◆ Texto fornecido

+--

Trecho de Moravagine.

26 de abril de 2006

A acreditar no que ele dizia, tinha visto, tinha lido, conhecia tudo. Havia exercido todas as profissões, palmilhara o mundo inteiro e tinha amigos por toda a parte. Vivera em todas as cidades e atravessara várias regiões virgens, acompanhando um explorador ou servindo de guia a missões científicas. Conhecia as casas pelo número, as montanhas pela altitude, as crianças pela data de nascimento, os barcos pelo nome, as mulheres pelos amantes, os homens pelos defeitos, os animais pelas qualidades, as plantas pelas virtudes, as estrelas pela influência.

Trecho de Moravagine, romance de Blaise Cendrars, em tradução de Ruy Belo para as Edições Cotovia, Portugal, 1992. Originalmente foi publicado pelas Edições Grasset, em 1926.

25 de abril de 2006

Não que eu achasse que um dos argumentos de meu romance "As espirais de outubro", que editarei ano que vem, fosse inédito. Acho que dificilmente algo pode ser feito hoje que já não foi tentado em alguma outra época. Mas encontrar o tema da espiral em Moravagine foi uma surpresa. O escritor Blaise Cendrars não é muito lido aqui no Brasil. Tenho uma tradução portuguesa do livro, mas queria encontrar uma edição original, em francês. Alguém possui e deseja vender? Deixe recado aqui. Depois postarei alguns trechos deste que é um dos maiores romances em língua francesa.

+--

◆ Dados fornecidos
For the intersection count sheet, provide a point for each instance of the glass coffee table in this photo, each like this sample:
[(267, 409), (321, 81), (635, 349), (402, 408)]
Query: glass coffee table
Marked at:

+--

◆ Requisitos do exercício
Prossiga o texto sobre Moravagine a partir do ponto em que ele termina. Os dados constituem um material à parte, independente do texto sobre Moravagine.

◆ Resposta
23 de abril de 2006

Voltar à experiência íntima e direta da literatura, sem o apoio de intermediários, sem manuais de leitura, sem muletas, ou precauções. Regressar à leitura dos grandes livros, retomar a experiência - prazerosa, mas atordoante - do puro prazer de ler. Recuperar o impacto, a desordem íntima, a devastação interior que a leitura de um grande livro sempre provoca. Expor-se: entender que ler é, também, ser lido. Nada se assemelha ao contato silencioso e misterioso, mas intenso, que liga o leitor a um livro. Trata-se de uma experiência íntima, secreta, em que a inteligência e a sensibilidade se expandem, mas também se apequenam. Hoje, infelizmente, a idéia desta colisão com o real, do impacto contido nesta experiência particular, da exposição sem defesas ao calor do texto, parece perdida. As leituras, hoje em dia, ou são técnicas, ou burocráticas, ou didáticas, isso quando não geridas pelos modismos, pelas agências literárias e pelo marketing.

José Castello, em matéria para o jornal Rascunho.

22 de abril de 2006

Meu livro de contos "A cidade devolvida" foi citado na seção "Vitrine brasileira", da Folha de São Paulo de hoje.

9 de abril de 2006

Cansado, e por falta de opção, fui para a entrada da delegacia onde deixei-me ficar observando a rua deserta. Nunca gostei de ver as portas corridas das lojas aos domingos; dão uma sensação ruim, de vazio no estômago. Na rua escura, vi uma poça amarela de luz em frente a um botequim e alguns homens bebiam cerveja. Passavam fiapos de nuvens sobre uma lua cautelosa. Não sei o que pensava, nem há quanto tempo, entretanto uma gargalhada indecente, vinda do interior da delegacia, me fez acordar de uma espécie de devaneio. Há mais de vinte horas fazia plantão. Algumas pessoas despediram-se de mim por estar parado na entrada da delegacia na hora que saíram.

Wilson Rossato, trecho do romance "O tolo precário", lançado em 2004 pela Editora Lamparina.

5 de abril de 2006

Darwinismo social é o termo da moda. Como se Darwin não estivesse ultrapassado e ainda existisse sociedade...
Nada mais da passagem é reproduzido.